DOCUMENT EXCERPT:
As you know that some MSX games have been successfully ported to SVI-3x8. Recently, I got the urge of porting SVI-3x8 games or at least some of them to MSX like SPECTRON and Armored Assault and others. As I wanted to start my own project I faced some big obstacles. I don't have a table of MSX I/O ports and their equivelent in SVI-3x8 such as video and audio and others! So I tried to do an utopsy on a famous MSX games which already been ported to SVI-3x8 in order to compare the differences and try to fill my own I/O ports table.
I began with an SVI-3x8 cassette tape containing the famous Konami "The Goonies". So here are my findings:

Utopsy main hardware: My Android mobile phone
Utopsy software: Hex Editor v.2.5.8 by First Row (thanks for such a useful free tool)
File is in TOSEC: Spectravideo SVI-318 & SVI-328 - Various - [CAS] (TOSEC-v2014-05-29_CM).zip
Filename: Goonies, The (1986)(Konami)[h Lord Wezzex][CLOAD + RUN].cas
File Length: 52 Kb = 53,248 Bytes
MSX Goonies.rom Length: 32 Kb = 32,768 Bytes

After doing a few byte searching for starting bytes of the real MSX "Goonies.rom" game I found it starting at 42F8H of the SVI-328 cas file! (what the hell all of the starting 16.74 Kb (17,144 Bytes) is for anyway?!

RECORD EXTRACTS:
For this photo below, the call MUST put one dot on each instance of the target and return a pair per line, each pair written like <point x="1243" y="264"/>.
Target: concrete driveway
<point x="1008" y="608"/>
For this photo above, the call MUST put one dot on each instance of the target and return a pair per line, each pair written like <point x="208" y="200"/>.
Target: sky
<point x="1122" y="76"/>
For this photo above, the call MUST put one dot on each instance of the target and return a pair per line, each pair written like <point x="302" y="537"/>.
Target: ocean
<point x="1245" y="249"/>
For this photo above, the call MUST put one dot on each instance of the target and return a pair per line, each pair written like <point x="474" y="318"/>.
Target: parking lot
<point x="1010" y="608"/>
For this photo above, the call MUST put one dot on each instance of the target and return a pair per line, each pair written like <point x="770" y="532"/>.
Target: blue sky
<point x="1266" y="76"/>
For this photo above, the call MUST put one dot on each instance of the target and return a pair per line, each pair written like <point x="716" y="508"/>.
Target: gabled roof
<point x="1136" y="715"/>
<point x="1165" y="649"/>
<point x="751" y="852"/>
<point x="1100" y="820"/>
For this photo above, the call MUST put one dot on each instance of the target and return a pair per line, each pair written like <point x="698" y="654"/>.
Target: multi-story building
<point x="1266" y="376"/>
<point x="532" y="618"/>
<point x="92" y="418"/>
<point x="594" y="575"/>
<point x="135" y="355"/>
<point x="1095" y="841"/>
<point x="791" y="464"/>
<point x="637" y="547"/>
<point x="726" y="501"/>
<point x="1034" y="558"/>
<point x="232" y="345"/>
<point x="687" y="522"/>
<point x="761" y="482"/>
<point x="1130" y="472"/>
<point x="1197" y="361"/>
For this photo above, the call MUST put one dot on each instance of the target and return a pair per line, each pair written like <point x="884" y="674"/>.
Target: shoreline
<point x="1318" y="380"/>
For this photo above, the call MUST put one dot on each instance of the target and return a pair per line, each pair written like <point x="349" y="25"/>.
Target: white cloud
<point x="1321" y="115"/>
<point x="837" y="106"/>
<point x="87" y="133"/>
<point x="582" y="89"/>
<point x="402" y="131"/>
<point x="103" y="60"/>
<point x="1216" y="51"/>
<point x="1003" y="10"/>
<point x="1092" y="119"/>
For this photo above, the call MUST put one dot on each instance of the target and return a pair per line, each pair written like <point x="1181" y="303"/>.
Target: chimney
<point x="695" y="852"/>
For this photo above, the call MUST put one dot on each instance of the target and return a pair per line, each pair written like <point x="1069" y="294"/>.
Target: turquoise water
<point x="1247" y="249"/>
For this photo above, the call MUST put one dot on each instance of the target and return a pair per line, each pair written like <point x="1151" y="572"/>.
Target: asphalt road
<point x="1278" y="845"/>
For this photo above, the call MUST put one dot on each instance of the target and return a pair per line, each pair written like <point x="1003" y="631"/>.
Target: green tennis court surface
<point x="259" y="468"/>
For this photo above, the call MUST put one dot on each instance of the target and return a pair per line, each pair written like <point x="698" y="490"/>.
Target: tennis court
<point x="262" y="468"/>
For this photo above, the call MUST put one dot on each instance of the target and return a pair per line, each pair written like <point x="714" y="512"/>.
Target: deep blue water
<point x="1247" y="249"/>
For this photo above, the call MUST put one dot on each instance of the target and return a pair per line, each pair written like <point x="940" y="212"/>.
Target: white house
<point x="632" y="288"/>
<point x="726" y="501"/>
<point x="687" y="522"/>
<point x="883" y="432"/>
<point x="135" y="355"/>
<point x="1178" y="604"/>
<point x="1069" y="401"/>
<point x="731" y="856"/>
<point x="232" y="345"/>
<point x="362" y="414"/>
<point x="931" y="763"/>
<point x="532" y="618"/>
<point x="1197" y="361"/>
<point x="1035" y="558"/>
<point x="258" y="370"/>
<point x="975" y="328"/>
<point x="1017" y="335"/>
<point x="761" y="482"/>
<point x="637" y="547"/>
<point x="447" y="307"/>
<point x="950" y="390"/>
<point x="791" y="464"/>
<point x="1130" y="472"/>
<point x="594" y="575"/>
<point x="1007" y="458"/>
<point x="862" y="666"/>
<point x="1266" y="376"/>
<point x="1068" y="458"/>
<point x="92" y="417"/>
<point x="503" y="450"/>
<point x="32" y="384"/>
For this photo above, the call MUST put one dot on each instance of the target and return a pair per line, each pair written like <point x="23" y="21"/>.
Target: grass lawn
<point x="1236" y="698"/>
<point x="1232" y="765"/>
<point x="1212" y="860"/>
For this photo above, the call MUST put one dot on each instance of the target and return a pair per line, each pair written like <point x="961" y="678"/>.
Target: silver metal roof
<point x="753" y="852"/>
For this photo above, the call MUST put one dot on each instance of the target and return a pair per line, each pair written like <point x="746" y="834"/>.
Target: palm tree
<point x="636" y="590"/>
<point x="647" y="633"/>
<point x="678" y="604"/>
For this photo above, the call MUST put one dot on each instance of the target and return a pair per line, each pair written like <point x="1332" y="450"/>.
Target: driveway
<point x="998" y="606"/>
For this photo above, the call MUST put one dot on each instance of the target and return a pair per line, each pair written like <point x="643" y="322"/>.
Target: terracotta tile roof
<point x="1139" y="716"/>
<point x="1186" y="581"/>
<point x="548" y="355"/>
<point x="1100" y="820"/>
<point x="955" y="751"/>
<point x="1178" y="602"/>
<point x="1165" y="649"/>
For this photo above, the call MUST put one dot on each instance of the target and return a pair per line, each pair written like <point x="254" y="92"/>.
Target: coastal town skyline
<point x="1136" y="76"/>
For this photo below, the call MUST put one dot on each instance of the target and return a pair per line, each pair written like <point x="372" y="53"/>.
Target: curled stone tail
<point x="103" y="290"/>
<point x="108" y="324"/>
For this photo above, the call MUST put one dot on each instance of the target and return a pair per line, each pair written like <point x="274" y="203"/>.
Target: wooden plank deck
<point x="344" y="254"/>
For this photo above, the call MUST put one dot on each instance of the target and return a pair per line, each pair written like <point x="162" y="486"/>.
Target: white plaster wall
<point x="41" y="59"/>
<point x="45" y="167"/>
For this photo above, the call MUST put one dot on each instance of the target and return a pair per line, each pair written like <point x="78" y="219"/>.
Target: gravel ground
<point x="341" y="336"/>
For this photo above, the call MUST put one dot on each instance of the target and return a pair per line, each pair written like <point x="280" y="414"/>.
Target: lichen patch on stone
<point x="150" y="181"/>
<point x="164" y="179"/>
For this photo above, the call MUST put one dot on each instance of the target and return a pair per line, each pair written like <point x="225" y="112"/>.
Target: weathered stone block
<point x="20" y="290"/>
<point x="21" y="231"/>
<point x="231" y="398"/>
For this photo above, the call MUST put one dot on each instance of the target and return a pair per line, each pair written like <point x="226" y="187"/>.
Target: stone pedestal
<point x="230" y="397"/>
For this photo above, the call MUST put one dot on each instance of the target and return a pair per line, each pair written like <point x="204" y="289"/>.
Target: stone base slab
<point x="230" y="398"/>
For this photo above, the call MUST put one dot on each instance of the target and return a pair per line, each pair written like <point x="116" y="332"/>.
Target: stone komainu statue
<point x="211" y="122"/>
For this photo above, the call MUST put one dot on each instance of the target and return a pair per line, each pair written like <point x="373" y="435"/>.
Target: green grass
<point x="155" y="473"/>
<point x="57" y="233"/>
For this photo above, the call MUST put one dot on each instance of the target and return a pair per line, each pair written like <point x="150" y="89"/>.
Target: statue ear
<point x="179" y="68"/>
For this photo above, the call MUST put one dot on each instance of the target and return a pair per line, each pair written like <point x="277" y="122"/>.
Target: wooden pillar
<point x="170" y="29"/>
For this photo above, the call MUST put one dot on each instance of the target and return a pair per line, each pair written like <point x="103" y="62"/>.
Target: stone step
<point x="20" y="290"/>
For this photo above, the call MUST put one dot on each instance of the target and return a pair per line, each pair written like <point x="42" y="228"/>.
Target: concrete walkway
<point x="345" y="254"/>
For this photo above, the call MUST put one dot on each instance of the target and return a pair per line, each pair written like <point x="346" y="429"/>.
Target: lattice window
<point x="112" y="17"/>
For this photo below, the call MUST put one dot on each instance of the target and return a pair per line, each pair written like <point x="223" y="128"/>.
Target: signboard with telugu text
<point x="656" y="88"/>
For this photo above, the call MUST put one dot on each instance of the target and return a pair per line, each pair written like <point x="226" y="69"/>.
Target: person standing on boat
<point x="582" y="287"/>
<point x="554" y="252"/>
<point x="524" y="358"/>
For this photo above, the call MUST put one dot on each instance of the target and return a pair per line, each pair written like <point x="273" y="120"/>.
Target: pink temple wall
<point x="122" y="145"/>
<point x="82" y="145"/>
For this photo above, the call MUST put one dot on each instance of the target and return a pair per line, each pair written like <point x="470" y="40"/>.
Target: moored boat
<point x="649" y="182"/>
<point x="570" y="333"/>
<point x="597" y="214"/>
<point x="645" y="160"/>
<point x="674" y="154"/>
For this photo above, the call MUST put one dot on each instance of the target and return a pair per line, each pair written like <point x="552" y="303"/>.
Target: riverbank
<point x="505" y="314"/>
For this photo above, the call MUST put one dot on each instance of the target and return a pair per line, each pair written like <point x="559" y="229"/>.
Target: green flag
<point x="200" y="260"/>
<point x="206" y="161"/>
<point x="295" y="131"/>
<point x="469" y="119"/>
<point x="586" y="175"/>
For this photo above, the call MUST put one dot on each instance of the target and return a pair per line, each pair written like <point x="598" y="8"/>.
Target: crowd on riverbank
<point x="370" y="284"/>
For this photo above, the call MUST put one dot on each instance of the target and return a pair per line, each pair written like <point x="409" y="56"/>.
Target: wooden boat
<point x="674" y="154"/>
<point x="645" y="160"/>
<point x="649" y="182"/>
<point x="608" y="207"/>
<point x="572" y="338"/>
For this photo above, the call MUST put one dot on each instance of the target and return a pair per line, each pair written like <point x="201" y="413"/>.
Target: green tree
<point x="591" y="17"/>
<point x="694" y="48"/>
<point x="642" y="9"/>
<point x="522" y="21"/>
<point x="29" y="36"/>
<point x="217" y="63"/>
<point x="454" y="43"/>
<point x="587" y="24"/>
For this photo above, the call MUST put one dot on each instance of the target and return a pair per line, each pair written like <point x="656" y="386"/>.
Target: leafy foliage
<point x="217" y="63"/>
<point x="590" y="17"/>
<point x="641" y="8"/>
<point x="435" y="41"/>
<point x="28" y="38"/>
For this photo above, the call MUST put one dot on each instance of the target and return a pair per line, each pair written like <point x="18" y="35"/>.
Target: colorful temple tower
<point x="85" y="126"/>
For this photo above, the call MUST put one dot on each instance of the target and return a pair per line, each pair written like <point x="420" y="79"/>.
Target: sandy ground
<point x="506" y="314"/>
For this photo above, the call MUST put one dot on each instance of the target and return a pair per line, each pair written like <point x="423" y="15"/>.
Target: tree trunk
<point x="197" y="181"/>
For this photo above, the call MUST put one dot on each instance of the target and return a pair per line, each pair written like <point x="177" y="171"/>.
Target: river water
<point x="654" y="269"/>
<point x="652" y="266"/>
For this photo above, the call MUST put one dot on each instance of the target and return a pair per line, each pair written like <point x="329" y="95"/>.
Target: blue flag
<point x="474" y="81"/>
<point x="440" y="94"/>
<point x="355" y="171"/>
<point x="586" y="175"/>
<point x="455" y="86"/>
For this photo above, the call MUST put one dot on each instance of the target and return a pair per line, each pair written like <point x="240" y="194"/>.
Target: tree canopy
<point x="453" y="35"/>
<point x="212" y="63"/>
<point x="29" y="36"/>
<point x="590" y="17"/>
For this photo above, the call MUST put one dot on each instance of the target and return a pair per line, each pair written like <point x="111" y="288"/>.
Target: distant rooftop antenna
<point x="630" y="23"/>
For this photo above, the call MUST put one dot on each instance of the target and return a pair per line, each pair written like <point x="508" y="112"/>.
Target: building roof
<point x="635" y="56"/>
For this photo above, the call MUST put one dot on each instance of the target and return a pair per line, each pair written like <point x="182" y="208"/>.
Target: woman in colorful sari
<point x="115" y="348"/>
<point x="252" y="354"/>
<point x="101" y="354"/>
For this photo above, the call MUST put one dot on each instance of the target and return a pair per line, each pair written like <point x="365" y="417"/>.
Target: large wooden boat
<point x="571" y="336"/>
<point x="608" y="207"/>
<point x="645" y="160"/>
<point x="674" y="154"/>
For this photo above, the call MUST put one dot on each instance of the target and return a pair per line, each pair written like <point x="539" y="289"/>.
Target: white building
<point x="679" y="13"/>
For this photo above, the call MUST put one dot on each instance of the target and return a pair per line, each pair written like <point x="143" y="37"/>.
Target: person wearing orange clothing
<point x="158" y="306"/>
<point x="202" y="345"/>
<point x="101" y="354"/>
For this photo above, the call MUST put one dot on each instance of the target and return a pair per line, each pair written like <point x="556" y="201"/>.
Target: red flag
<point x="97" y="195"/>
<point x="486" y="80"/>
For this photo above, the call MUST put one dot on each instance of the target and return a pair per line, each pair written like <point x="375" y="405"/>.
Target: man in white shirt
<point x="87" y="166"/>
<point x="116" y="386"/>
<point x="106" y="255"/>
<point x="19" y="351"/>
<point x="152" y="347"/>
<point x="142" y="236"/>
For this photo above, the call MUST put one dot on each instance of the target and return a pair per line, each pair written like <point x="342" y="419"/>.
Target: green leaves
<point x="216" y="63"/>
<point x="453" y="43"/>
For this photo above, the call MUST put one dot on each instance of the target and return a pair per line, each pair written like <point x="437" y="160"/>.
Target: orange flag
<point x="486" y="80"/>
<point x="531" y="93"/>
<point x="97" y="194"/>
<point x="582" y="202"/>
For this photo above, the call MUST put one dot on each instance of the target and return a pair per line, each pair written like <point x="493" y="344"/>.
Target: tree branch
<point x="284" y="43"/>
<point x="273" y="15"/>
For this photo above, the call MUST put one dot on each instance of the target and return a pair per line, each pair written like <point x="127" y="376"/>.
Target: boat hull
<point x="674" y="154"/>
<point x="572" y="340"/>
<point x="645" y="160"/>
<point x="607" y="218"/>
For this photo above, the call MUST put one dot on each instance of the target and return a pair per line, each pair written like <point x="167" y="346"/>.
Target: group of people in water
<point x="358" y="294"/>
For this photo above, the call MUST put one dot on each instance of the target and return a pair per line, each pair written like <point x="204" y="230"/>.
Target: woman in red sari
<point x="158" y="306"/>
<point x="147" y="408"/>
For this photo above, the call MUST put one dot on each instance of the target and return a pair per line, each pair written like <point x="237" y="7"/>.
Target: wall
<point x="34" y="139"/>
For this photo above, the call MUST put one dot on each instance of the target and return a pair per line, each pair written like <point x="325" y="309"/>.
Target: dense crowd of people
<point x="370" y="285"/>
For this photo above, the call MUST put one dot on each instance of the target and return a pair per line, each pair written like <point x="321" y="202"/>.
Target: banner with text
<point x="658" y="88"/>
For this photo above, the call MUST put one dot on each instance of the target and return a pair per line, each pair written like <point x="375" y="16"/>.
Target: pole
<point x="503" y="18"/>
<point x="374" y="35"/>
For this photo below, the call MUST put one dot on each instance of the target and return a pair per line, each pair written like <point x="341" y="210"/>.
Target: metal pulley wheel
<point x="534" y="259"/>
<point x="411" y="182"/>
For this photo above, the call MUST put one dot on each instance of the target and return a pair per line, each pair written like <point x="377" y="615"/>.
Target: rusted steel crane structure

GIVEN TASK 1: In the post on porting games between MSX and SVI-3x8, at what address in the SVI-328 cas file was the start of the MSX "Goonies.rom" game found?
GIVEN TASK 2: Carry on the post on porting games between MSX and SVI-3x8 from its last sentence.

EXERCISE OUTPUT 1: 42F8H

EXERCISE OUTPUT 2:
And the final byte of the MSX goonies.rom file is at C3B2H of the SVI-328 cas file, so I
1- Opened the SVI-328 cas file in the Hex Editor
2- Deleted bytes from C3B3H to the end of the file which is here CFFFH then saved the changes and closed the file
3- cas filesize have decreased from (52 Kb = 53,248 Bytes) to (48.92 Kb = 50,099 Bytes)
4- Reopened the file and deleted bytes from the start of file to 42F7H then saved the changes and closed the file
5- cas filesize have decreased from (48.92 Kb = 50,099 Bytes) to (32.18 Kb = 32,955 Bytes)
6- Reopened the file and deleted bytes from 4000H -apparently the start of the 2nd BIN file in the SVI-328 cas file- to 40BAH then saved the changes and closed the file
7- Now cas filesize have decreased from (32.18 Kb = 32,955 Bytes) to be exactly (32 Kb = 32,768 Bytes) same as goonies.rom file
8- Rename the SVI-328 cas file extension from cas to rom
9- I tried to load the new ROM file in openMSX SVI-3x8 machine but it doesn't work (I don't know how the SVI-328 run normal ROMs but out of hitting the wall feelings and out of pure curiousity I changed the machine to an MSX and loaded the new ROM with "guess rom type" option and it amazingly worked!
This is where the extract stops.